**Task to carry out**: Give again, exactly as written, each line of the material below starting at the line that contains "Note: annotate every instance of the man's beard" and ending at the line that contains "Target: patterned cardigan sleeve". Both ends count, and no other line does.

**Information**:
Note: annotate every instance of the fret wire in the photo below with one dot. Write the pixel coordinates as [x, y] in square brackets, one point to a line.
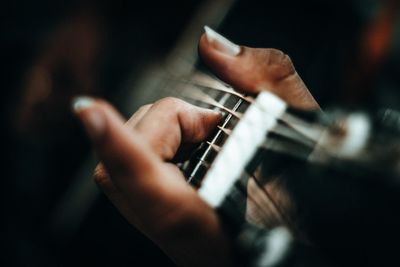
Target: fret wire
* * *
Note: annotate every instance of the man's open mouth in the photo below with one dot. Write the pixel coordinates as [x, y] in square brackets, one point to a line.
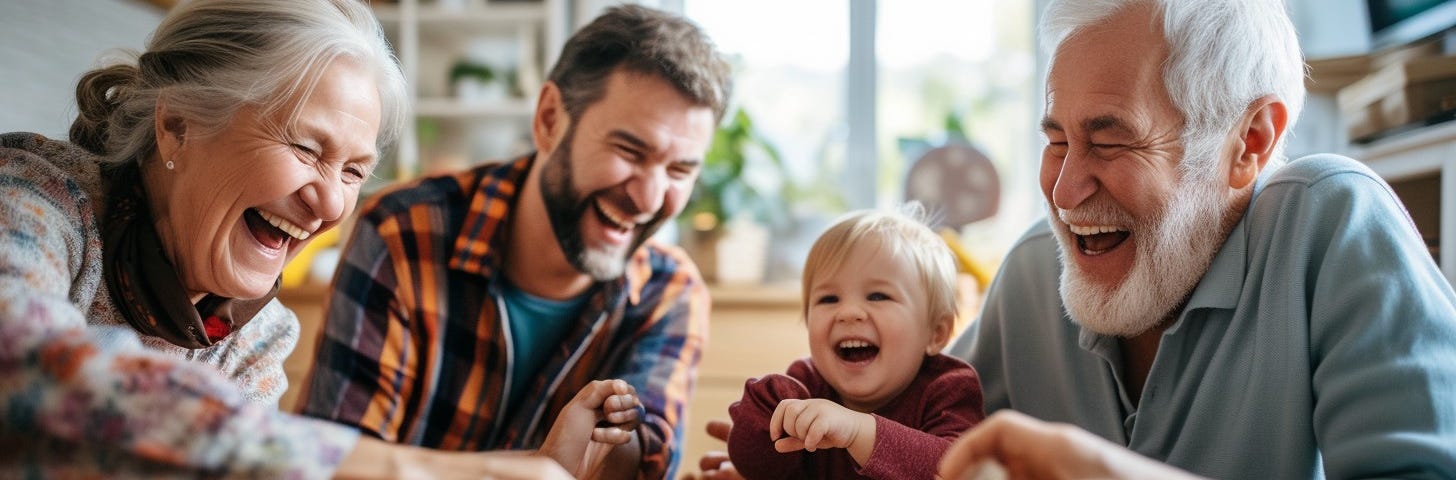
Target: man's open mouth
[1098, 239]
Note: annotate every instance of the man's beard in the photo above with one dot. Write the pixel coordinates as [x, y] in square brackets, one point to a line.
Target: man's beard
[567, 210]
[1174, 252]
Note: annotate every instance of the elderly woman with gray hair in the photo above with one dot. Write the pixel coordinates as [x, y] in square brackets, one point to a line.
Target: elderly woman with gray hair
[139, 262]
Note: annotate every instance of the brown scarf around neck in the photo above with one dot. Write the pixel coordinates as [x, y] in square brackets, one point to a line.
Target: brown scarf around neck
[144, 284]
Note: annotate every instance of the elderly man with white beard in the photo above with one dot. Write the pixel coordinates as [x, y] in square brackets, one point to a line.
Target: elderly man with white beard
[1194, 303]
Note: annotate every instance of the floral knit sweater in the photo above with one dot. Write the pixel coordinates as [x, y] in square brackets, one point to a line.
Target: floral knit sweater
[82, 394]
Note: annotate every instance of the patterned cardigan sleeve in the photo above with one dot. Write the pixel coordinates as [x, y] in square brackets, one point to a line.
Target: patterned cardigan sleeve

**Written reply**:
Note: annotate every instance of the man's beard in the photo above with one dot. Write the pixel coordinates as [x, y] in square brackets, one point to a line.
Target: man's beard
[567, 210]
[1174, 252]
Note: annotate every instance of the elderly woman with gray hair in the photo above with one dot. Write the pixel coordinates as [x, y] in square brackets, one point to a line.
Target: elderly woman with gray hair
[139, 262]
Note: annotate every instance of the brown scarf around neck in the photo above with one dot. Write the pixel coordinates as [x, y] in square brackets, one point to a line.
Target: brown scarf around neck
[144, 284]
Note: annotate every instance of the elderly man with white beard in the photo above with one dot. Write the pixel coordinates as [x, y] in square brackets, one point to a line.
Target: elderly man with white beard
[1194, 303]
Note: annotate every instance of the floral knit sweater in the photo above with one dot. Write the pixel coordinates as [x, y] in square brackets, one point to a line.
Target: floral knit sweater
[82, 394]
Note: annotate every instance of the patterned cardigan sleeve in the photo above with one dot. Write the pixel coordinates as [x, y] in square brackets, one point to a line.
Target: patterned cardigan sleeve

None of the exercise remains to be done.